**Exercise aim**
Repeat every record below exactly as written.

**Provided material**
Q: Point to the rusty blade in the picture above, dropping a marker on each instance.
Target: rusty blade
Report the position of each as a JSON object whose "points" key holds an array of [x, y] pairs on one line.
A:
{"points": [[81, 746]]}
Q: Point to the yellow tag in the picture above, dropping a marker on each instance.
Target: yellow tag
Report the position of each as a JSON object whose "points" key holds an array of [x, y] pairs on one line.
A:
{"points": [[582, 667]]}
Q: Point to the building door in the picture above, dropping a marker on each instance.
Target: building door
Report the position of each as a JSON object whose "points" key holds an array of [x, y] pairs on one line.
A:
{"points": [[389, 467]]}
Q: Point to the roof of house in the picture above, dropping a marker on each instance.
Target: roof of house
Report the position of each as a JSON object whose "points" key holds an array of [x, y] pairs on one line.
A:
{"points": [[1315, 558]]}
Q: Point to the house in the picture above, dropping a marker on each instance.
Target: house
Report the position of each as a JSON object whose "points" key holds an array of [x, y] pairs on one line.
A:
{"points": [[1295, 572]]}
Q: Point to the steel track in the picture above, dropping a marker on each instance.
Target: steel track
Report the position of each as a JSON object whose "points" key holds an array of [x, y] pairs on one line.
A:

**Task output**
Q: Point to the rusty blade in the picture above, dropping a marker on each instance.
Target: rusty blade
Report the position of each as a JSON object whose "points" key holds an array of [x, y] pairs on one line.
A:
{"points": [[81, 746]]}
Q: Point to the yellow tag in the picture above, dropping a marker on each instance.
Target: yellow tag
Report the position of each as a JSON object whose "points" key holds an array of [x, y] pairs on one line.
A:
{"points": [[582, 667]]}
Q: Point to the building door in the picture above, dropping a marker on each instance.
Target: building door
Report the position of each as a JSON object whose "points" key holds an array of [x, y] pairs on one line.
A:
{"points": [[389, 467]]}
Q: Point to the roof of house in the picture above, dropping a marker on each instance.
Target: roof of house
Report the position of each as a JSON object whose "points" key holds an array of [x, y] pairs on one line.
A:
{"points": [[1315, 558]]}
Q: Point to the house in the picture above, dropping a marker on each instance.
Target: house
Report the position of each as a JSON object whose "points" key holds an array of [x, y] pairs on one line.
A:
{"points": [[1295, 572]]}
Q: Point to the steel track in the picture above, dropping a marker on each instance.
Target: steel track
Report the position of each as a JSON object whose "points" key holds an array of [x, y] pairs on one line.
A:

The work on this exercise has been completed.